Short task: Rewrite the part of the rows that opens with the line containing "of the arched" and closes with the line containing "[[177, 195]]", both included, as a Markdown table with a No. column for the line number and a Line column for the text. Skip blank lines and leave the pictures out.

(Rows from a dataset)
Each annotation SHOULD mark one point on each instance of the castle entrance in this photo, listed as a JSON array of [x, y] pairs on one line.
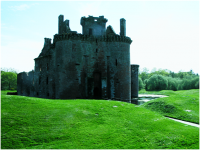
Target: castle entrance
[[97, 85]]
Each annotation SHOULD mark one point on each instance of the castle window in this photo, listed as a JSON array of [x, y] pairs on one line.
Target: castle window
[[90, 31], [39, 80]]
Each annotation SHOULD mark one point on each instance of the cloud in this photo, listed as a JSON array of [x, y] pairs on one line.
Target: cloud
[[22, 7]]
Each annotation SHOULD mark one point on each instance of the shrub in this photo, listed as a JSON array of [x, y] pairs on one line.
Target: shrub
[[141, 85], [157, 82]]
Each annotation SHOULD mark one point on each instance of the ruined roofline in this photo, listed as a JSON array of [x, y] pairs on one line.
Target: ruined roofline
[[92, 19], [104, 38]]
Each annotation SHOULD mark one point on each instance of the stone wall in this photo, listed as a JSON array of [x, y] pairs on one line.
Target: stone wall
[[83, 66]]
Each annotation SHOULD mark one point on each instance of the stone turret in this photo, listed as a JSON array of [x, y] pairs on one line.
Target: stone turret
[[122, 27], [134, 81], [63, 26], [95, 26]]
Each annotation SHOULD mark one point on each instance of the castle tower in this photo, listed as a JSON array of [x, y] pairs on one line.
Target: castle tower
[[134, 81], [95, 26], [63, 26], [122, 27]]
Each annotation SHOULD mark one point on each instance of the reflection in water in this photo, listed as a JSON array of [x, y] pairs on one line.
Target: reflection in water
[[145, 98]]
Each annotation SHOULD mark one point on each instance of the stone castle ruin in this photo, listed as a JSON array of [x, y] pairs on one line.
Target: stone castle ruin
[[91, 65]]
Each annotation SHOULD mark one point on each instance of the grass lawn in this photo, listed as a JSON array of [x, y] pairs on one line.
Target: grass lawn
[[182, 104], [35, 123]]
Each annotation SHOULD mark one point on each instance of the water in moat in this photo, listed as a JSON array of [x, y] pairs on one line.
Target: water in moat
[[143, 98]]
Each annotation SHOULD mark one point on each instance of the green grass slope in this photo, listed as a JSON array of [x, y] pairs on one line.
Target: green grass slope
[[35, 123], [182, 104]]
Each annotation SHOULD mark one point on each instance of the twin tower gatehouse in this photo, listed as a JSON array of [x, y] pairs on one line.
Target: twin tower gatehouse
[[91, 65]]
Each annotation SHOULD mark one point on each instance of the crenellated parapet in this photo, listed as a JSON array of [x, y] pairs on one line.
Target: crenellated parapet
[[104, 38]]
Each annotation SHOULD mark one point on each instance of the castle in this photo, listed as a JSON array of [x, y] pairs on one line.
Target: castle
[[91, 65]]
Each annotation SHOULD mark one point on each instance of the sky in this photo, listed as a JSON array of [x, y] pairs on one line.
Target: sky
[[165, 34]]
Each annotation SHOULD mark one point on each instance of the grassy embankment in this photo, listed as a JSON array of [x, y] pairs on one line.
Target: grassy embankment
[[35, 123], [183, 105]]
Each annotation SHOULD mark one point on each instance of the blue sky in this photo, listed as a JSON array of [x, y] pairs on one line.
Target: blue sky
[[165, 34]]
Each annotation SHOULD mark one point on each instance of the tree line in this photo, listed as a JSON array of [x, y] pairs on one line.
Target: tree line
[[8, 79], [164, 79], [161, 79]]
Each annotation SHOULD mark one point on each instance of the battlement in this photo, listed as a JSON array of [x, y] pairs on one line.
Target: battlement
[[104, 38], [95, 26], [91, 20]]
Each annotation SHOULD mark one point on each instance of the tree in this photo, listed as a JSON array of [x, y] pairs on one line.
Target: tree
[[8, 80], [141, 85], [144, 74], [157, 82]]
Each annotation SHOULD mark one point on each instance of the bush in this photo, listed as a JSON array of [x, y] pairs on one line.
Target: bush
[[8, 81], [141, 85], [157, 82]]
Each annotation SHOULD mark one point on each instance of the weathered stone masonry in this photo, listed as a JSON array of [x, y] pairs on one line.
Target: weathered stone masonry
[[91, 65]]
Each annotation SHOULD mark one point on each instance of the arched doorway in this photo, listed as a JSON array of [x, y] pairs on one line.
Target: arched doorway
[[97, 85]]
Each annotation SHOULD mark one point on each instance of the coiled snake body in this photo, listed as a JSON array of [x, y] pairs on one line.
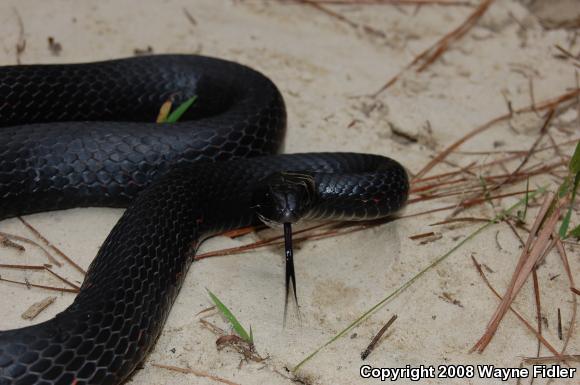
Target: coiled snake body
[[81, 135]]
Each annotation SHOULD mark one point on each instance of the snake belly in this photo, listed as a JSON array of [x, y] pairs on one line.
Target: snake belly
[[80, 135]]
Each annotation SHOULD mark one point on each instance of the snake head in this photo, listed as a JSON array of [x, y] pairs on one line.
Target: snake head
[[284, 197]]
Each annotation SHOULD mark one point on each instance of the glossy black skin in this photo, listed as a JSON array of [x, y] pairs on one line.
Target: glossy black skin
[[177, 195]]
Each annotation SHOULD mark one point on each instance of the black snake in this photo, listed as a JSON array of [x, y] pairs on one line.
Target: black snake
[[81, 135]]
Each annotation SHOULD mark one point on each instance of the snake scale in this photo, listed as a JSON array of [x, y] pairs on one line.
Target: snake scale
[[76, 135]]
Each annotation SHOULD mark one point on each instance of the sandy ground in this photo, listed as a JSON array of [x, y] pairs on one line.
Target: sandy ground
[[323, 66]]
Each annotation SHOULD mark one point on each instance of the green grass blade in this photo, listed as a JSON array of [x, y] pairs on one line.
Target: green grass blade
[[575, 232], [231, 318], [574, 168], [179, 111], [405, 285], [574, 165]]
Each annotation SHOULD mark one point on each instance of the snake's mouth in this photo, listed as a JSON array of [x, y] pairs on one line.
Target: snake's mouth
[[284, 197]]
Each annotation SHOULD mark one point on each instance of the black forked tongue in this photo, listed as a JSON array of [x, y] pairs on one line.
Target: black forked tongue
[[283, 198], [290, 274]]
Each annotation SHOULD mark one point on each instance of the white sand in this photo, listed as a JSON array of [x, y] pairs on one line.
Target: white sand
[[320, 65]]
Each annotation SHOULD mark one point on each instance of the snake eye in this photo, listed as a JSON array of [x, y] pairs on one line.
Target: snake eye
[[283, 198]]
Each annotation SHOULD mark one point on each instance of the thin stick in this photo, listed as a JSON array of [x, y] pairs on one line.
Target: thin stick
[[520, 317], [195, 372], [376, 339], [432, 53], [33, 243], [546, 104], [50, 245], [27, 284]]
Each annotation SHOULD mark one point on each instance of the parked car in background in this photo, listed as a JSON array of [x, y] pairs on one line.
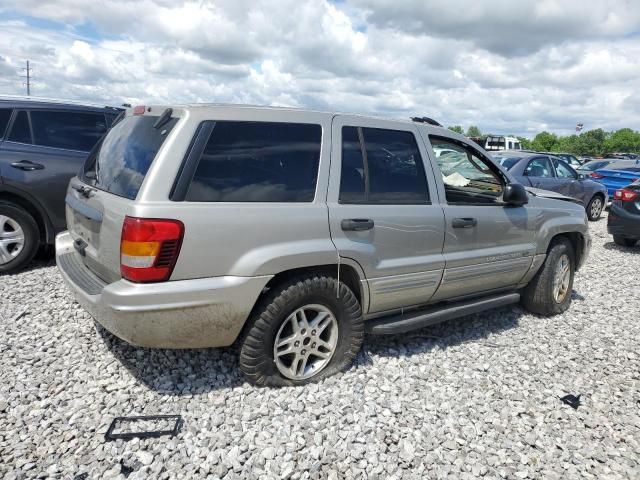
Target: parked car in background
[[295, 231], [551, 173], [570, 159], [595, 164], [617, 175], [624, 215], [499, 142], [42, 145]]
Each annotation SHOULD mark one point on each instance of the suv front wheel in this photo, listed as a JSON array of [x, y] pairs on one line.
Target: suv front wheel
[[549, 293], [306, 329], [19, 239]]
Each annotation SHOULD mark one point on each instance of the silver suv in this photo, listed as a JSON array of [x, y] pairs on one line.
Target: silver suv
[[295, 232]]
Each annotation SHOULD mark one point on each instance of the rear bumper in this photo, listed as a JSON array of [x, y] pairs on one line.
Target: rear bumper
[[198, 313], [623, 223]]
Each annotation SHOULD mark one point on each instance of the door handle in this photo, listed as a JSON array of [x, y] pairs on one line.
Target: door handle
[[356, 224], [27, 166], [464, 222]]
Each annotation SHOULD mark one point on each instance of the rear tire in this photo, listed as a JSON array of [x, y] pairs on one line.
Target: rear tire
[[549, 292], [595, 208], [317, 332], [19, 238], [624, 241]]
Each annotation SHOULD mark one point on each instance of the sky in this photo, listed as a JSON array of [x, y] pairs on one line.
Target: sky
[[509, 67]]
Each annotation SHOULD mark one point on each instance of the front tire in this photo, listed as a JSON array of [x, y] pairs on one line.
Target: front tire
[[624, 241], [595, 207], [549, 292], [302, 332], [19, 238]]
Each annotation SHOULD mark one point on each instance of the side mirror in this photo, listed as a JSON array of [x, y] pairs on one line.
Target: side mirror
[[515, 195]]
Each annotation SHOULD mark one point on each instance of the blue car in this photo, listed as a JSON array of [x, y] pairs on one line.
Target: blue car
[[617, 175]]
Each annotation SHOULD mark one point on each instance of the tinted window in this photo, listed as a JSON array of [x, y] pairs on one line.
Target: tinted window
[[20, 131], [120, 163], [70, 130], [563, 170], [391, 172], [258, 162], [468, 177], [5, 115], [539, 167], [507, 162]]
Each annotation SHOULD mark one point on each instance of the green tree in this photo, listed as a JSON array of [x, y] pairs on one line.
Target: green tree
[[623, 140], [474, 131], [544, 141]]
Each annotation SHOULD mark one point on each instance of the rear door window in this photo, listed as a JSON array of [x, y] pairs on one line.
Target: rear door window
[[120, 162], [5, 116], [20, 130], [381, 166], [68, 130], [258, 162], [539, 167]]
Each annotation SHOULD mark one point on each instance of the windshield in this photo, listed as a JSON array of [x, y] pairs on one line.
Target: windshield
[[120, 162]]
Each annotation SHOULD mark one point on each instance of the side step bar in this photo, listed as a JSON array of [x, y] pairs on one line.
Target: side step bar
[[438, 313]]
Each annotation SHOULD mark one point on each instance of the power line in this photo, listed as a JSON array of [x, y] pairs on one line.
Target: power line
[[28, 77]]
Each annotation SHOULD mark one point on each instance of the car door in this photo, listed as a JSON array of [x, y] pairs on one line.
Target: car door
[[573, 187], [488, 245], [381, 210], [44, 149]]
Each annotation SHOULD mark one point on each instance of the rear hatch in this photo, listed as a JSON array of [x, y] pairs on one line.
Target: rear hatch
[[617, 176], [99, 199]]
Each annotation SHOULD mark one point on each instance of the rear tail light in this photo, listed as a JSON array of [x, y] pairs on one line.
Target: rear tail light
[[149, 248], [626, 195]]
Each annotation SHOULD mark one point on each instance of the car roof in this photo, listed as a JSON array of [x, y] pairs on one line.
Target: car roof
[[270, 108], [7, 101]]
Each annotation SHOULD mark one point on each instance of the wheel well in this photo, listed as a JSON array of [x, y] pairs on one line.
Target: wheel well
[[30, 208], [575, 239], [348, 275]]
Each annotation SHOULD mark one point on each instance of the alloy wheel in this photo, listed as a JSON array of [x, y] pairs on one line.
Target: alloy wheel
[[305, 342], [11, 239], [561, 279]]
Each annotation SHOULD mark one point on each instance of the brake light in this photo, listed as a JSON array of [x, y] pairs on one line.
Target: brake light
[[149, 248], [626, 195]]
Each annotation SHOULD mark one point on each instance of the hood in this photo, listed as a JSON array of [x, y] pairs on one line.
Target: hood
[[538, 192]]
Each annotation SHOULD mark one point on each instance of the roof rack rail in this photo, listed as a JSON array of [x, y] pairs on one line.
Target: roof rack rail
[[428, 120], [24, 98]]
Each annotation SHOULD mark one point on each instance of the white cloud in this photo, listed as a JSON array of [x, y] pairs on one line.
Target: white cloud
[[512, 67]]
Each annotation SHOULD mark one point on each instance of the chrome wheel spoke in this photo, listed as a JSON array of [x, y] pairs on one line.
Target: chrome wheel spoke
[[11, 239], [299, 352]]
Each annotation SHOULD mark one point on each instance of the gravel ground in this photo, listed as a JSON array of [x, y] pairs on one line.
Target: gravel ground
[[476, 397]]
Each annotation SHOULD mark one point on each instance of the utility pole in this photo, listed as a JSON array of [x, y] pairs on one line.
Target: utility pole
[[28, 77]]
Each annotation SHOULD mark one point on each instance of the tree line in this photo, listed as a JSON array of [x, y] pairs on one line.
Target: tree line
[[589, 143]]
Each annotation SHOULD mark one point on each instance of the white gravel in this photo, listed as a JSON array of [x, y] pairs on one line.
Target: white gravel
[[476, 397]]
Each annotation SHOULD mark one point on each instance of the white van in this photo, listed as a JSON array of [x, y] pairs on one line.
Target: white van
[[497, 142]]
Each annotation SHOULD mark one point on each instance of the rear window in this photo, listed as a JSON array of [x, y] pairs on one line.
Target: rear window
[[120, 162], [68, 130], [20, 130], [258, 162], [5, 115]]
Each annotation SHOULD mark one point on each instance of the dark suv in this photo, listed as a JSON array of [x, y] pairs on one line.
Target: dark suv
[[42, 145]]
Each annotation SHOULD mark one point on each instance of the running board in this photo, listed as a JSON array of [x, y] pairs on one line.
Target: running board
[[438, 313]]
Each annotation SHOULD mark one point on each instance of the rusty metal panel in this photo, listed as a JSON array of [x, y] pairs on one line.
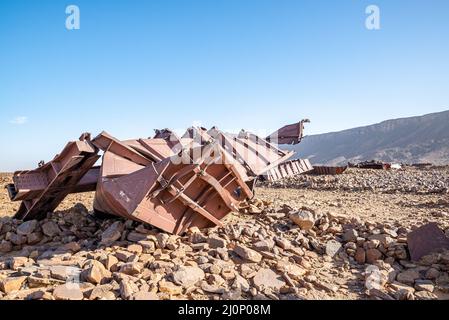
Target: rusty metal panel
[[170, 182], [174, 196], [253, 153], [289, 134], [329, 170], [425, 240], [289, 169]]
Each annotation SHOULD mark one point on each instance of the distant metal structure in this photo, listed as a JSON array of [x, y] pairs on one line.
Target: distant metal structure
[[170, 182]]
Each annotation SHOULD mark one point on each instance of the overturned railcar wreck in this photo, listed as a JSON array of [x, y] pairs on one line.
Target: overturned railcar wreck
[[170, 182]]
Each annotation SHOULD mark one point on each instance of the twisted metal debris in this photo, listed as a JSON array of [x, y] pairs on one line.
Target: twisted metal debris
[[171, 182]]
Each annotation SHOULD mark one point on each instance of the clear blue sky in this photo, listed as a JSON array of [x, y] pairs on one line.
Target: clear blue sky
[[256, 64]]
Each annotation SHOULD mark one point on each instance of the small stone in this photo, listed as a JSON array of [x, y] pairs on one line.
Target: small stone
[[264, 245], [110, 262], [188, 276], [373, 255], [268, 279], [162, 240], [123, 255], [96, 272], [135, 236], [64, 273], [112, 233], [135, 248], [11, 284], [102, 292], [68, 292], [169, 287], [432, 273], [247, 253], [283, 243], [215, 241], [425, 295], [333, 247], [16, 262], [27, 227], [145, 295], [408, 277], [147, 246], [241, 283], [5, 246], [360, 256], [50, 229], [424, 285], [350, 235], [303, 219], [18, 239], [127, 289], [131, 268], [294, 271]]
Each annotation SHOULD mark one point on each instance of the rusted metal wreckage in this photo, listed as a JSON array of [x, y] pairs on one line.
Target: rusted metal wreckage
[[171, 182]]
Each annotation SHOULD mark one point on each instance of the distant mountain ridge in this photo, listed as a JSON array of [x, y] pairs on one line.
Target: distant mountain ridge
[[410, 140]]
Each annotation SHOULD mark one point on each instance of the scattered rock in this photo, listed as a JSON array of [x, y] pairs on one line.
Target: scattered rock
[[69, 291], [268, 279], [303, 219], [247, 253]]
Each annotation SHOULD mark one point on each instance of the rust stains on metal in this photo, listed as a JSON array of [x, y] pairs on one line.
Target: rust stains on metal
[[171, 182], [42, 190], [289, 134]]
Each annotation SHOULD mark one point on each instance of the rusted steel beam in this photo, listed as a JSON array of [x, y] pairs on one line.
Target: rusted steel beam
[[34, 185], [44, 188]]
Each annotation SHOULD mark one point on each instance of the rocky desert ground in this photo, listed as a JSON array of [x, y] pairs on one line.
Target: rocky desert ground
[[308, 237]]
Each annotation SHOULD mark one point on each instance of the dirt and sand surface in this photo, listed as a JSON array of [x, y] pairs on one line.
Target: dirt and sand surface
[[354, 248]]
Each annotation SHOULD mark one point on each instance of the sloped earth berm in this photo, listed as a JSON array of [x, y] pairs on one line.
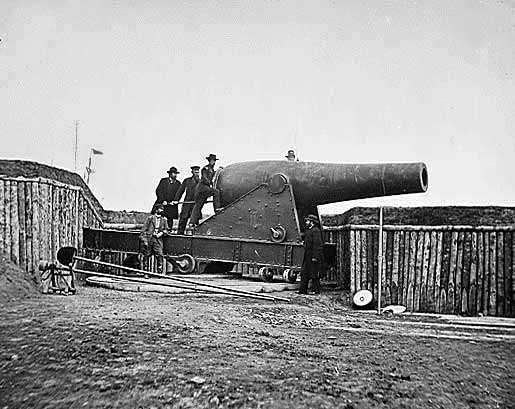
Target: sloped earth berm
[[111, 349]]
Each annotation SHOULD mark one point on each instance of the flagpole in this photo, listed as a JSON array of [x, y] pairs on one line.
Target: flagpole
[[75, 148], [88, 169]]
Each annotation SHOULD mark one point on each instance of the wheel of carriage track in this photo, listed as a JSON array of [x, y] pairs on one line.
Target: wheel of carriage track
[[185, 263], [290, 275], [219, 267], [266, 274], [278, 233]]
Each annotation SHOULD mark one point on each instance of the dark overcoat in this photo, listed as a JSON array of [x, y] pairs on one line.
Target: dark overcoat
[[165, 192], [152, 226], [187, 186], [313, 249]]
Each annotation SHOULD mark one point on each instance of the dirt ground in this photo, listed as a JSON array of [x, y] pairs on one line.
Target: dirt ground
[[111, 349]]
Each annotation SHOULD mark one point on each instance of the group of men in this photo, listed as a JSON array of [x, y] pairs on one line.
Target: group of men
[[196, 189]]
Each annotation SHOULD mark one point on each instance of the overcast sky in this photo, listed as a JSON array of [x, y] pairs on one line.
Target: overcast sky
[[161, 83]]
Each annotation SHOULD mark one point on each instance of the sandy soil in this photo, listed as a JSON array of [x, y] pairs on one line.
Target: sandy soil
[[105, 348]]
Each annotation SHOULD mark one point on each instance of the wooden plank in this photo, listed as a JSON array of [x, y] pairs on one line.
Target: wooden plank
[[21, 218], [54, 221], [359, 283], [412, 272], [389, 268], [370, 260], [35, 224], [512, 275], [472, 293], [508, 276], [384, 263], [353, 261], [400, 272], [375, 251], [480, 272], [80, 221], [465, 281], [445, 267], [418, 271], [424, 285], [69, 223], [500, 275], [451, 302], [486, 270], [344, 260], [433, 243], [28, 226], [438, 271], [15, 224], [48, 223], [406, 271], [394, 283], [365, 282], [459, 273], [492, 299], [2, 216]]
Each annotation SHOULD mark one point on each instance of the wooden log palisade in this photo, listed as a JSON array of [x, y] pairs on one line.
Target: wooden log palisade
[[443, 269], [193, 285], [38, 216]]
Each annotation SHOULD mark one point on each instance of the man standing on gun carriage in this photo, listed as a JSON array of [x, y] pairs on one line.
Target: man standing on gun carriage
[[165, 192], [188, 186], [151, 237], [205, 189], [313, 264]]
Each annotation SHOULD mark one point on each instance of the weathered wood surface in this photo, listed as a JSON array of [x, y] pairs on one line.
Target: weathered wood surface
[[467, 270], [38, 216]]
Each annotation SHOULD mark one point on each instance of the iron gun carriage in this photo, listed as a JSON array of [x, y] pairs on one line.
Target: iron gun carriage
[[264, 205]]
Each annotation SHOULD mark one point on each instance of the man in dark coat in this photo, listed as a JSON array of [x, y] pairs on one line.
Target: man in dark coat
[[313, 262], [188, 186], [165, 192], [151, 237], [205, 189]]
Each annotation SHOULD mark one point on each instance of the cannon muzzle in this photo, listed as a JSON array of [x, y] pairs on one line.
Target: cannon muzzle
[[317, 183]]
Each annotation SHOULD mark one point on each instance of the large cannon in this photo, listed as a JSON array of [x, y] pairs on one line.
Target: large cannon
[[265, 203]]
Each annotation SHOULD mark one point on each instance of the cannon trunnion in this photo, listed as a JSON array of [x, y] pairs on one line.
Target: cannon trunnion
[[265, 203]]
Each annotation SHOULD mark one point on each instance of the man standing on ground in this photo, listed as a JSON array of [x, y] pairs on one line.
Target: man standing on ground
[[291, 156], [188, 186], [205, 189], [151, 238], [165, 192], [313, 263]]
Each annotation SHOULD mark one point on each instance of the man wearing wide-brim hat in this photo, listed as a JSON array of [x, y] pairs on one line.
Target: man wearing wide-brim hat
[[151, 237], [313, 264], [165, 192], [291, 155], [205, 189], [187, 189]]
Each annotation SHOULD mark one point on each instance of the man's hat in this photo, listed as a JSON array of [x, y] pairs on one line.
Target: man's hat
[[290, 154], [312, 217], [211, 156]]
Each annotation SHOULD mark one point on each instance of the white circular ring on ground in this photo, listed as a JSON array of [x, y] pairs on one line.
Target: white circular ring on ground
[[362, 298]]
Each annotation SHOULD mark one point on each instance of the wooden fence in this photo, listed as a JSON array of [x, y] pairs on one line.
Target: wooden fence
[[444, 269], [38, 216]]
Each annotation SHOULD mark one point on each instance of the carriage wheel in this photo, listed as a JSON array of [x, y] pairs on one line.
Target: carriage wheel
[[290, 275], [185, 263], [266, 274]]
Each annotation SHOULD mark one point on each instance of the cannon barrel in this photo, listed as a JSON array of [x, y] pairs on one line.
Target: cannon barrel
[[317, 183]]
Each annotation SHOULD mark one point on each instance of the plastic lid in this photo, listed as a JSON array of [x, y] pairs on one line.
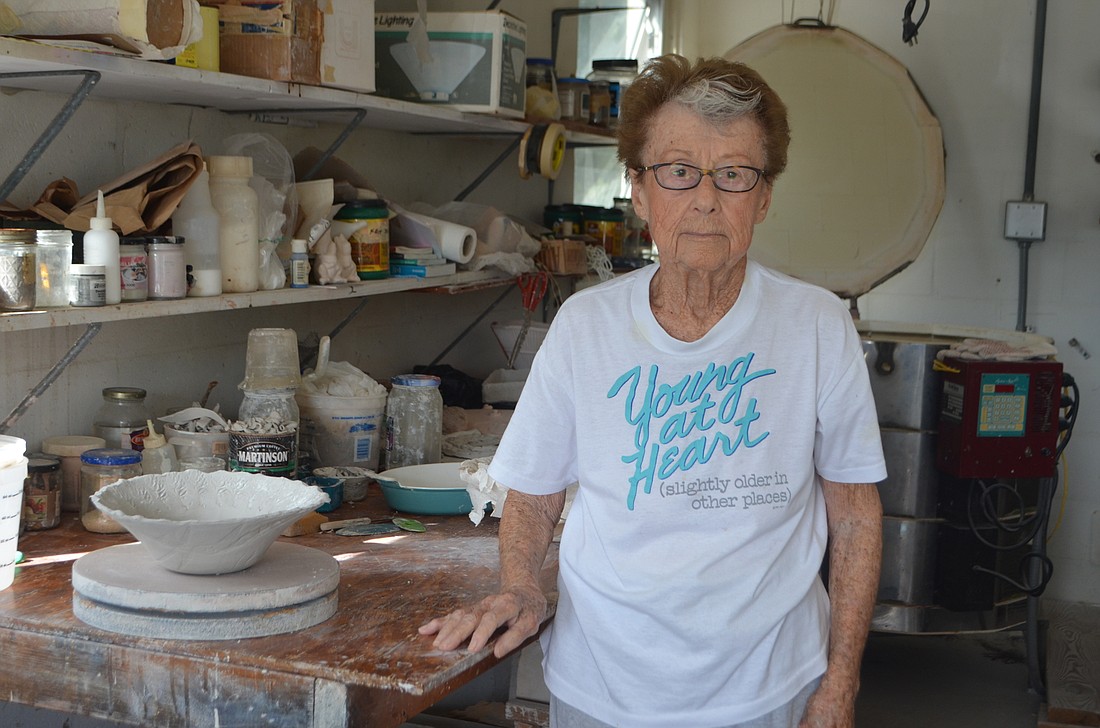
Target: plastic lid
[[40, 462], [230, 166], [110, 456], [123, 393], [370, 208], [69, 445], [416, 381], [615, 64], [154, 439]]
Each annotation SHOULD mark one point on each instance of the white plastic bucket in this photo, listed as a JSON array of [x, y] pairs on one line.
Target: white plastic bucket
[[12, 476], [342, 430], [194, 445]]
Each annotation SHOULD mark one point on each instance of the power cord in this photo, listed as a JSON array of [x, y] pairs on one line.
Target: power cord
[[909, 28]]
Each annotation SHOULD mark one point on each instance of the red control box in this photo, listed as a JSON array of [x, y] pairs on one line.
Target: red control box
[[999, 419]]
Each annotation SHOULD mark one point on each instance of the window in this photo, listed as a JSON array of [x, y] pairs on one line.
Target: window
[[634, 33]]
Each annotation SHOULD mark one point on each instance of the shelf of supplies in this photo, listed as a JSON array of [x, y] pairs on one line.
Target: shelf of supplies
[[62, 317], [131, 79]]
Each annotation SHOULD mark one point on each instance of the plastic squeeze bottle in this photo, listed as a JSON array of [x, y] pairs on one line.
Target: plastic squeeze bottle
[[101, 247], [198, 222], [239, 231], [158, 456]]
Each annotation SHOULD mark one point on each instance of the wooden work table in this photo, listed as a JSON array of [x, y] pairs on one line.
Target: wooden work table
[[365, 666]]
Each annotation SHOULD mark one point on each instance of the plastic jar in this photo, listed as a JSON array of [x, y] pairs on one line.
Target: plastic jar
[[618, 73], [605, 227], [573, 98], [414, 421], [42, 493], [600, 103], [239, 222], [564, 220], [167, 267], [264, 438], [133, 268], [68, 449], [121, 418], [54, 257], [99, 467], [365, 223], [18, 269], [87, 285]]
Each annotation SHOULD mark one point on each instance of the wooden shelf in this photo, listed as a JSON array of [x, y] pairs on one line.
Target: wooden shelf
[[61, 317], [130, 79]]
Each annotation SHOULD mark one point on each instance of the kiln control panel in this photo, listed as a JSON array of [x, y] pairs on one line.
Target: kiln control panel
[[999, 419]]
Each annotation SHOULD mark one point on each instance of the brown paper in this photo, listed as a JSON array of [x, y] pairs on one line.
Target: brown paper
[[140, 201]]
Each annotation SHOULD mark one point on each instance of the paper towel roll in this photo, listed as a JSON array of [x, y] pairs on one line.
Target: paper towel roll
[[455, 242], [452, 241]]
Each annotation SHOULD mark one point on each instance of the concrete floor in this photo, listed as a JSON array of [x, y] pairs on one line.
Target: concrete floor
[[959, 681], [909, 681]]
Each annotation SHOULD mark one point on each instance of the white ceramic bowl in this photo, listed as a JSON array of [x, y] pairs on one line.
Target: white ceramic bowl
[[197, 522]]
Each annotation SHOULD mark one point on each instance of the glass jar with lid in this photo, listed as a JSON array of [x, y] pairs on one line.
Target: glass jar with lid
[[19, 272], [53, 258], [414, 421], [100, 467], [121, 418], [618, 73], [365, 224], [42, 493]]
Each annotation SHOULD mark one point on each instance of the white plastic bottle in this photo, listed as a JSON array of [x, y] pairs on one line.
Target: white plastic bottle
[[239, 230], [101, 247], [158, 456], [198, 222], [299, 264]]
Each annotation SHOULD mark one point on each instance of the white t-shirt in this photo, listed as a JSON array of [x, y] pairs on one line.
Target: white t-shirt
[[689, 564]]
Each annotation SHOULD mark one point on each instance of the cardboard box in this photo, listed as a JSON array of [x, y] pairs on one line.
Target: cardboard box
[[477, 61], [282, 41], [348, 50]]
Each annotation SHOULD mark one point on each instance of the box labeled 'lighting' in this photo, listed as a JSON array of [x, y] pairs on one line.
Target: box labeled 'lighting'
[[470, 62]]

Result of the exercise:
| No. | Line |
|---|---|
| 1 | Each annotation SHOULD mark one point on each instance of the arched doorway in this photo, listed as a JSON array of [x, y] pairs on one line. |
| 2 | Target: arched doorway |
| 3 | [[97, 85]] |
| 4 | Each annotation SHOULD mark one point on each instance of the coiled snake body in this photo, listed as a JSON array of [x, y] pairs on one line. |
| 5 | Target: coiled snake body |
| 6 | [[81, 135]] |
| 7 | Each annotation SHOULD mark one point on each instance of the snake belly in this photo, listed as a JSON array of [x, y] pairs on one line. |
| 8 | Target: snake belly |
| 9 | [[80, 135]] |
| 10 | Each annotation SHOULD mark one point on each instance of the snake head in this photo, listed as a JSON array of [x, y] pairs on one line. |
| 11 | Target: snake head |
| 12 | [[284, 197]] |
| 13 | Each annotation SHOULD mark one point on each instance of the glossy black skin in this photo, listed as a JSON array of [x, y] pairs on one line. |
| 14 | Target: glossy black skin |
| 15 | [[177, 195]] |